> _TEXT_
┏━━

Re: Validating XHTML5 with XML entities from Jeff Schiller on 2008-08-27 (public-html@w3.org from August 2008)

From: Jeff Schiller <codedread@gmail.com>
Date: Wed, 27 Aug 2008 12:49:42 -0500
To: "Robert J Burns" <rob@robburns.com>
Cc: "HTML WG" <public-html@w3.org>
Message-ID: <da131fde0808271049y8218507n7bf0affdbbba552c@mail.gmail.com>

Thanks Robert.

Can you share more thoughts and/or address my other question
concerning XHTML5 adopting all HTML entities?

Regards,
Jeff

On 8/27/08, Robert J Burns <rob@robburns.com> wrote:
> HI Jeff,
>
>  On Aug 27, 2008, at 4:14 PM, Jeff Schiller wrote:
>
>
> > Hi Robert,
> >
> > On Wed, Aug 27, 2008 at 2:04 AM, Robert J Burns <rob@robburns.com> wrote:
> >
> > >
> > > >
> > > > I'd appreciate some insight.  Yes, I can continue to hack on WordPress
> > > > and get it to emit "&#160;" instead of "&nbsp;" and then go through my
> > > > database and replace all instances for the last several years, but...
> > > >
> > >
> > > Can't you have WordPress emit U+00A0, or are you using a charset
> encoding
> > > other than a UTF encoding.
> > >
> > >
> >
> > Again, maybe I don't understand what you're suggesting.
> >
> > I'm using UTF-8.  I can go through the WordPress source and change all
> > their PHP files that use &nbsp; &raquo; and &laquo; to their
> > equivalent numeric references but there are over 100 instances of
> > this.
> >
> > I can create a ticket and submit a 100-line patch to the WP project,
> > but I'm worried that getting this accepted by the WordPress
> > powers-that-be will be challenging, especially considering my last few
> > patches that languished for months (and those patches prevented Yellow
> > Screens of Death - the XHTML equivalent of a 'segfault').  What are
> > the chances of a 100-line patch that has no observable user benefit
> > (since declaring these entities is a quick 3-line fix that can be done
> > by the theme creator)?

┗━━

> _INFORMATION SUPPLIED_
┏━━

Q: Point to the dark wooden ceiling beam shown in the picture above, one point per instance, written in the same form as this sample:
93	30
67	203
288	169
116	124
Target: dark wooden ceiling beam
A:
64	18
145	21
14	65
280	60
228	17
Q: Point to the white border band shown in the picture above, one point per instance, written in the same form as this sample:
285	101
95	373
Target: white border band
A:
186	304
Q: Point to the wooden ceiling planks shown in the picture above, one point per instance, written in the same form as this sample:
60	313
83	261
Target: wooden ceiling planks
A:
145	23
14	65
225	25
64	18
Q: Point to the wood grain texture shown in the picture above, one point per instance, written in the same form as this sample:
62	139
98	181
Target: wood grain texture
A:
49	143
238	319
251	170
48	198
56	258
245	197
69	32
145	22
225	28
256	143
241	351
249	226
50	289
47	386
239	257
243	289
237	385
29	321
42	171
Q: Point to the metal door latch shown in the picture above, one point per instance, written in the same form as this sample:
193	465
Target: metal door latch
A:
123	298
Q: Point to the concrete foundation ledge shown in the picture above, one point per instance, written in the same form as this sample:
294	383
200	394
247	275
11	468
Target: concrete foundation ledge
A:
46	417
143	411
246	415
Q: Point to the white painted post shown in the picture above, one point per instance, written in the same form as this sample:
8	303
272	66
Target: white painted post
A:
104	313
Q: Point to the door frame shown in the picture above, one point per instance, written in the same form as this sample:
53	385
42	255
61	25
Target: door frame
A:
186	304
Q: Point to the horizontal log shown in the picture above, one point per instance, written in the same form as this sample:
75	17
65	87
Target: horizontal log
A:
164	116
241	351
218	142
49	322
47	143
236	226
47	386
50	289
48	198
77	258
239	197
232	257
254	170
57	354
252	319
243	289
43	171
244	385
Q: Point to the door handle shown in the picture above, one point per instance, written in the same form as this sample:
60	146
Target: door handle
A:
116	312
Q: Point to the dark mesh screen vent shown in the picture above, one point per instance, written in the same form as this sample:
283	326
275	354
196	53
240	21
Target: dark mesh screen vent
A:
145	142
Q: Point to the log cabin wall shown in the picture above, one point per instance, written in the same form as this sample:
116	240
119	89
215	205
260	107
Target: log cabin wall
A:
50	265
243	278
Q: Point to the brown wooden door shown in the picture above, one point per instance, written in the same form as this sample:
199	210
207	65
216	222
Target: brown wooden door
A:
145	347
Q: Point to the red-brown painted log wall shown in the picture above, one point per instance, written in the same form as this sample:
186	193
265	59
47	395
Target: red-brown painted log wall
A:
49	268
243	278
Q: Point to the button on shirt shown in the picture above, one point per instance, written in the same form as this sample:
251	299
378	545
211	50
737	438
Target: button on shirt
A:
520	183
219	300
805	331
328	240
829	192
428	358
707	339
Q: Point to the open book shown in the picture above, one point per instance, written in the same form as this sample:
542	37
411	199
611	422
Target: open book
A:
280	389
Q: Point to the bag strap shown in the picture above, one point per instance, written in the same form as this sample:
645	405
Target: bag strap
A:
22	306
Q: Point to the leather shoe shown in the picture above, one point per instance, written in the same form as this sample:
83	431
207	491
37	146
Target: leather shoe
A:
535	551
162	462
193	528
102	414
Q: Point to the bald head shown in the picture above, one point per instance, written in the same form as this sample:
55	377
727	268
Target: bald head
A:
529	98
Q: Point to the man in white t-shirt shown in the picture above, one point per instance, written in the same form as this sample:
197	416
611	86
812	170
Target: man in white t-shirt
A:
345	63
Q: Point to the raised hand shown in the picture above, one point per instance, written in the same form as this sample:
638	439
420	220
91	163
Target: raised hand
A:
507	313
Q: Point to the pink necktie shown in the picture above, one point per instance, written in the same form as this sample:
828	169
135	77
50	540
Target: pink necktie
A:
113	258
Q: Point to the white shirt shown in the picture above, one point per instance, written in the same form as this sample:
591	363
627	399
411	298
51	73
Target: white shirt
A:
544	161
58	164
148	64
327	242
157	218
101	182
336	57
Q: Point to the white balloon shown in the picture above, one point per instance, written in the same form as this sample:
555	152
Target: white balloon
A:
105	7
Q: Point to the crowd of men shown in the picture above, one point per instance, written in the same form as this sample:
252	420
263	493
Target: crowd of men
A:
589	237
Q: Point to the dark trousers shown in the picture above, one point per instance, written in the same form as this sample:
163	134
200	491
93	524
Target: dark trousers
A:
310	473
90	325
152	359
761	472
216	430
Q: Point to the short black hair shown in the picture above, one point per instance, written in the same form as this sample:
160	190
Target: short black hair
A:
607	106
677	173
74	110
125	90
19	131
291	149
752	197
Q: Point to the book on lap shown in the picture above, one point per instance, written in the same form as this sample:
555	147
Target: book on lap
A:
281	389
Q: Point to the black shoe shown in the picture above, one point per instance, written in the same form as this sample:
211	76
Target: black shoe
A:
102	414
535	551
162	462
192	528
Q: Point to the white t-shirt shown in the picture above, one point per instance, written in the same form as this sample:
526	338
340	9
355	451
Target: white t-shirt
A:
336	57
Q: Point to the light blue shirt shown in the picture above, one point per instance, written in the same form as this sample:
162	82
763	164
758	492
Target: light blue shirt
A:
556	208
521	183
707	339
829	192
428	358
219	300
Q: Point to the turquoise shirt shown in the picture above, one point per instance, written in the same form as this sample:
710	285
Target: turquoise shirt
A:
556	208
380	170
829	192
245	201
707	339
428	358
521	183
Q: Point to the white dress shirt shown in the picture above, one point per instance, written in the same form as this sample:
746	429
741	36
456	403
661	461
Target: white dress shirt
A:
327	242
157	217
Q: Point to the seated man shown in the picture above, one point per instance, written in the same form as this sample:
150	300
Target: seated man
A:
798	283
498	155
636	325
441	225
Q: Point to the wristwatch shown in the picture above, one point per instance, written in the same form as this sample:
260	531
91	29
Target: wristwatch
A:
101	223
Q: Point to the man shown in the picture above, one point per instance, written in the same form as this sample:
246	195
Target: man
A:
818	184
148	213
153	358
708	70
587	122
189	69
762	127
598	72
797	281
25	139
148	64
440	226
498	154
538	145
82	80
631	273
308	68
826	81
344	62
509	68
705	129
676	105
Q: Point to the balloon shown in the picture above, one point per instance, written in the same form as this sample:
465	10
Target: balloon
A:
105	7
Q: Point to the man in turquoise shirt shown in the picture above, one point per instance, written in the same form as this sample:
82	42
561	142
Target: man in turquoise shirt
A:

┗━━

> _TASK GOAL_
Resume the XHTML5 entities thread from the point where it stops. The listing comes from a different source.

> _RESULT FOR THIS EXERCISE_
> >
> > So if that patch doesn't get accepted (or it takes a long chunk of
> > time), then next time I upgrade to the new version of WP (happens
> > every 6 months or so), I have to remember to manually search/replace
> > those three entities.
> >
>
>  Well, this isn't really the list to discuss WordPress development issues.
> However, this is a problem that should be solved by WordPress by emitting
> Unicode characters rather than named or numbered character entity
> references. The reason to use character entity references is to facilitate
> documents in non-UTF encodings (or perhaps where the author is concerned the
> document will be converted or round-tripped through non-UTF encodings). For
> pure UTF charset documents, it's advisable to simply use the literal
> characters (and not references to them). Some like the source readability of
> named character references, but that readability depends solely on the
> reader's familiarity with the characters. If I'm a reader of a Cyrillic
> script based language, I'm not going to find reading the source easier if
> all of the characters are replaced with named references to the characters.
>
>  In terms of your present problem, I don't know enough about WordPress. If
> it cannot be fixed through configuration tweaks, it still is something that
> is better handled in the long-term by WordPress through literal characters
> rather than references.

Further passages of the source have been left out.